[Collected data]
□ □ □ □ □

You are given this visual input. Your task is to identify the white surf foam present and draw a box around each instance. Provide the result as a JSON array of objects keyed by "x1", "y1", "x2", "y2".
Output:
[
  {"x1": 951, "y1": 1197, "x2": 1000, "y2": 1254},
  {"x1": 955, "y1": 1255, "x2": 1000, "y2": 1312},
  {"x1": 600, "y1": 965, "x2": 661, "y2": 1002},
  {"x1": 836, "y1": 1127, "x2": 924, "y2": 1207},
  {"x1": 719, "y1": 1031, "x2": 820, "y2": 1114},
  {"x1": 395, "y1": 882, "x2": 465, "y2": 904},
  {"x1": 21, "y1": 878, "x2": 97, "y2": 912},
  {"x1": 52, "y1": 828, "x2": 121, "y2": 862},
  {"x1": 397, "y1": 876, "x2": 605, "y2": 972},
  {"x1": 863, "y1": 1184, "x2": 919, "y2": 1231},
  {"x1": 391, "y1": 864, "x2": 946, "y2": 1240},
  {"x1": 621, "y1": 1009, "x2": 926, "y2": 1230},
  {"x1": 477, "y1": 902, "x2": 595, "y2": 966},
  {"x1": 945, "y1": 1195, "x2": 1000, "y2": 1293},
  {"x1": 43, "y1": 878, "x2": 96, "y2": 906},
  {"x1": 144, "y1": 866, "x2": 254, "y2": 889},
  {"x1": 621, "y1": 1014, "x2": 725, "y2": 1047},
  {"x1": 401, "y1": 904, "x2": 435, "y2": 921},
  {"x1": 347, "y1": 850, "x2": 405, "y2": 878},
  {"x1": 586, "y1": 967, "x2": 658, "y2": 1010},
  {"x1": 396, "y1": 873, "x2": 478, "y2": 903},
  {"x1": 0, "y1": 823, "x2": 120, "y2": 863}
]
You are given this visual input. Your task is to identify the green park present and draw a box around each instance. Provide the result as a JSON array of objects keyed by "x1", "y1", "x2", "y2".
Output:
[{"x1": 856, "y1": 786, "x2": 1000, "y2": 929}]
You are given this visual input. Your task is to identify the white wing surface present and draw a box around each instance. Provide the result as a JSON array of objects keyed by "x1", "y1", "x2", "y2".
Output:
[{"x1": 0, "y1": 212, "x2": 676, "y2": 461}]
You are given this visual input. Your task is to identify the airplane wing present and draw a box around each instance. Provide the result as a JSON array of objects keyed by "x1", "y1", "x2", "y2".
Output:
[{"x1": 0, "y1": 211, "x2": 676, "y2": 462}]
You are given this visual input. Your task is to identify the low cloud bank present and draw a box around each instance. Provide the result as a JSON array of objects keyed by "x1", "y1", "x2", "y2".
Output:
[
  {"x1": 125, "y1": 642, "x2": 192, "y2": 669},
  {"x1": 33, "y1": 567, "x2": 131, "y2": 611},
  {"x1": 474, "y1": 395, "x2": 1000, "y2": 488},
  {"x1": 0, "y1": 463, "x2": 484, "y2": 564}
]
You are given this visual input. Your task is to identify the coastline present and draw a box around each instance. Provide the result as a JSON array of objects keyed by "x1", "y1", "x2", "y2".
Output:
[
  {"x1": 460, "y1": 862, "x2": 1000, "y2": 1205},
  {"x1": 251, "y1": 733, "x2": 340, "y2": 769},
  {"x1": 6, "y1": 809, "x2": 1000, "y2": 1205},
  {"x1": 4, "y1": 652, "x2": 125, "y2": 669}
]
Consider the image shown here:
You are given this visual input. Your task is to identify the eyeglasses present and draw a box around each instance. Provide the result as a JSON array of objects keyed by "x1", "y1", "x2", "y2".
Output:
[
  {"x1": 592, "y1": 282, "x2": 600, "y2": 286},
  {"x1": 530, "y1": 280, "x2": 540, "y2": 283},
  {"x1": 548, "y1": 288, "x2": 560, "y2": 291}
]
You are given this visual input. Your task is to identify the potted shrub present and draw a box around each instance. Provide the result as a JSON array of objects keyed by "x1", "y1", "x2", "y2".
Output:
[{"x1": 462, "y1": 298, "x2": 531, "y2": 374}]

□ □ □ □ □

▶ _What you should do_: Repeat all of the records above exactly as they appear.

▶ _Task response_:
You are given this visual input. Your task is to identify the white surf foam present and draw a box around each instance. Provide the result as a JSON array of objects keyed by "x1", "y1", "x2", "y2".
Output:
[
  {"x1": 951, "y1": 1197, "x2": 1000, "y2": 1254},
  {"x1": 955, "y1": 1255, "x2": 1000, "y2": 1312},
  {"x1": 600, "y1": 965, "x2": 661, "y2": 1002},
  {"x1": 836, "y1": 1127, "x2": 924, "y2": 1207},
  {"x1": 719, "y1": 1031, "x2": 820, "y2": 1114},
  {"x1": 395, "y1": 882, "x2": 465, "y2": 904},
  {"x1": 21, "y1": 878, "x2": 97, "y2": 912},
  {"x1": 52, "y1": 828, "x2": 121, "y2": 862},
  {"x1": 397, "y1": 876, "x2": 605, "y2": 972},
  {"x1": 863, "y1": 1184, "x2": 919, "y2": 1231},
  {"x1": 391, "y1": 864, "x2": 946, "y2": 1240},
  {"x1": 621, "y1": 1009, "x2": 926, "y2": 1230},
  {"x1": 477, "y1": 902, "x2": 595, "y2": 966},
  {"x1": 945, "y1": 1195, "x2": 1000, "y2": 1293},
  {"x1": 43, "y1": 878, "x2": 96, "y2": 906},
  {"x1": 144, "y1": 866, "x2": 254, "y2": 889},
  {"x1": 621, "y1": 1014, "x2": 725, "y2": 1047},
  {"x1": 401, "y1": 904, "x2": 435, "y2": 921},
  {"x1": 347, "y1": 850, "x2": 405, "y2": 878},
  {"x1": 586, "y1": 967, "x2": 658, "y2": 1010},
  {"x1": 396, "y1": 873, "x2": 478, "y2": 903},
  {"x1": 0, "y1": 823, "x2": 120, "y2": 863}
]
You are given this visual input. Your task is to identify the green park present and draw a box around each instance. Provide the result as a JSON array of objects keyed by "x1", "y1", "x2", "y2".
Output:
[{"x1": 856, "y1": 786, "x2": 1000, "y2": 929}]
You are given this visual input. Your task is to identify the white wing surface present and draw a box around each instance. Provide the result as a JSON array of objects keyed by "x1", "y1", "x2", "y2".
Output:
[{"x1": 0, "y1": 212, "x2": 676, "y2": 461}]
You are given this visual input. Your task is to identify the airplane wing present and draw a box around each instance. Provide the result as a JSON array of objects keyed by "x1", "y1", "x2", "y2".
Output:
[{"x1": 0, "y1": 211, "x2": 676, "y2": 462}]
You are given this visual input. Your task is to identify the low cloud bank present and draw a box around each instance. Provide the result as a JSON array of objects keyed by "x1", "y1", "x2", "y2".
Output:
[
  {"x1": 125, "y1": 642, "x2": 192, "y2": 669},
  {"x1": 33, "y1": 567, "x2": 131, "y2": 611},
  {"x1": 474, "y1": 395, "x2": 1000, "y2": 488},
  {"x1": 0, "y1": 463, "x2": 484, "y2": 564}
]
You are given this visual input. Your task is to identify the coastline present and draw a box around each instance. Provide the result as a JSON array of objects keyed by "x1", "y1", "x2", "y2".
Output:
[
  {"x1": 460, "y1": 862, "x2": 1000, "y2": 1205},
  {"x1": 251, "y1": 733, "x2": 340, "y2": 769},
  {"x1": 6, "y1": 809, "x2": 1000, "y2": 1205},
  {"x1": 4, "y1": 652, "x2": 125, "y2": 669}
]
Consider the image shown here:
You are given this visual input. Your task is to identify the eyeglasses present and draw a box around each instance. Provide the result as a JSON array of objects keyed by "x1", "y1", "x2", "y2".
Output:
[
  {"x1": 592, "y1": 282, "x2": 600, "y2": 286},
  {"x1": 530, "y1": 280, "x2": 540, "y2": 283},
  {"x1": 548, "y1": 288, "x2": 560, "y2": 291}
]
You are given this visual input. Your task is to identify the potted shrub present and draw a box around each instance. Provide the result as a JSON array of objects keyed by "x1", "y1", "x2", "y2".
Output:
[{"x1": 462, "y1": 298, "x2": 531, "y2": 374}]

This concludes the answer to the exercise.